PROBLEM: Reproduce word for word the part of the article on Hanmi Semiconductor's SpaceX purchase that begins at the words "Strategic Pivot Beyond" and stops after the words "a financial bet.".

GIVEN TEXT:
- - -

Hanmi Semiconductor Co., Ltd. (042700.KQ), South Korea's leading thermal-compression bonder manufacturer and a critical supplier to SK Hynix's HBM production line, disclosed on June 12, 2026 that it would purchase KRW 50 billion (approximately USD 36 million) worth of SpaceX shares through the open market. The planned acquisition date was set for June 16, representing 7.24% of the company's shareholders' equity.
Strategic Pivot Beyond Semiconductor Equipment
In its regulatory filing, Hanmi Semiconductor framed the SpaceX investment as a bet on the convergence of space technology and advanced semiconductor demand: "Investment in the future growth potential of Elon Musk's Terafab and SpaceX due to the explosive demand for AI, satellite communications, space aerospace, and advanced semiconductors."
The move comes as SpaceX, the Elon Musk-founded rocket and satellite company behind the Starlink broadband network, was preparing for an IPO that has drawn substantial interest from South Korean institutional and retail investors. SpaceX's Starlink satellite constellation — which requires advanced semiconductor components for its phased-array terminals — makes the investment an alignment of business interest as much as a financial bet.
Part B — Why It Matters for Korean Markets
Hanmi Semiconductor's KRW 50 billion allocation to SpaceX is notable on several fronts:
Scale relative to equity: At 7.24% of shareholders' equity, the position is large enough to be material. Korea's Capital Markets Act requires disclosure once an investment exceeds 5% of equity, placing this firmly in headline territory.
Diversification signal from a pure-play equipment name: Hanmi has built its franchise almost entirely on TC bonder technology used in packaging high-bandwidth memory chips. The SpaceX stake marks a deliberate departure from that focus, suggesting management is looking to capture returns from the broader technology convergence wave — AI compute infrastructure, low-Earth-orbit satellites, and what Musk has termed the "Terafab" vision of gigawatt-scale AI data centers.
Context: Korean corporate SpaceX interest peaks: Hanmi is not alone. In the same period, Korean retail investors poured KRW 1.2 trillion into SpaceX shares on its debut day, and Mirae Asset faced an FSS investigation after its SpaceX IPO product failed to deliver shares to Korean clients. The announcement reflects South Korean corporate capital increasingly viewing U.S. space-tech as a strategic asset, not merely a speculative trade.
Investment risk: SpaceX is not publicly traded in the traditional sense, and the valuation at the time of purchase implied a company worth over USD 350 billion. At that multiple, the KRW 50 billion investment carries meaningful market-risk. However, the strategic logic — tying Hanmi's fortunes to the same compute-and-satellite cycle that drives HBM demand — offers a coherent narrative.

- - -

Source records
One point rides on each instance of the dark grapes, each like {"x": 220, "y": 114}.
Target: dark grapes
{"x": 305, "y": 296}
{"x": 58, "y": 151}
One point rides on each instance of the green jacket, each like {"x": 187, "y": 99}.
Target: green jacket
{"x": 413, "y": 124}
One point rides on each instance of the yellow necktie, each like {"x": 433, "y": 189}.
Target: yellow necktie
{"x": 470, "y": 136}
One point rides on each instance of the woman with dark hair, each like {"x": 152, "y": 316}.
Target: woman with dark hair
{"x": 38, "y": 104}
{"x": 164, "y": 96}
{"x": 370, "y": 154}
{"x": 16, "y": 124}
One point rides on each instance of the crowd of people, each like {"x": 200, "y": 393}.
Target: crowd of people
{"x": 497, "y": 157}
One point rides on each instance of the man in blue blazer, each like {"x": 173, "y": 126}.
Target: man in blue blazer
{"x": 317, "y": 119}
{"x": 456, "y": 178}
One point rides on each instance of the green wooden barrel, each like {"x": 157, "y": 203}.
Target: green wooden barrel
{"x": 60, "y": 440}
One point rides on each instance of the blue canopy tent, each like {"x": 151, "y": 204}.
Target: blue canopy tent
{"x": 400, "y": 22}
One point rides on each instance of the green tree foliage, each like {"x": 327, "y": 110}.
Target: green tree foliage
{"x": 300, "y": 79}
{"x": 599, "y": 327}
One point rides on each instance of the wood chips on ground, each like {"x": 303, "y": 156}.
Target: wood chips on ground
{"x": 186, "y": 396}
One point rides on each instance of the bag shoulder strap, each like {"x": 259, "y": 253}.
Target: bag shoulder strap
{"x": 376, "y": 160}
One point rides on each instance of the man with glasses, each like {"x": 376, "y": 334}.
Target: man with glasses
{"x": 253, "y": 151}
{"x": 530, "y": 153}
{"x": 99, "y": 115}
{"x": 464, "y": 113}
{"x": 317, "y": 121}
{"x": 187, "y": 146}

- - -

EXERCISE RESPONSE:
Strategic Pivot Beyond Semiconductor Equipment
In its regulatory filing, Hanmi Semiconductor framed the SpaceX investment as a bet on the convergence of space technology and advanced semiconductor demand: "Investment in the future growth potential of Elon Musk's Terafab and SpaceX due to the explosive demand for AI, satellite communications, space aerospace, and advanced semiconductors."
The move comes as SpaceX, the Elon Musk-founded rocket and satellite company behind the Starlink broadband network, was preparing for an IPO that has drawn substantial interest from South Korean institutional and retail investors. SpaceX's Starlink satellite constellation — which requires advanced semiconductor components for its phased-array terminals — makes the investment an alignment of business interest as much as a financial bet.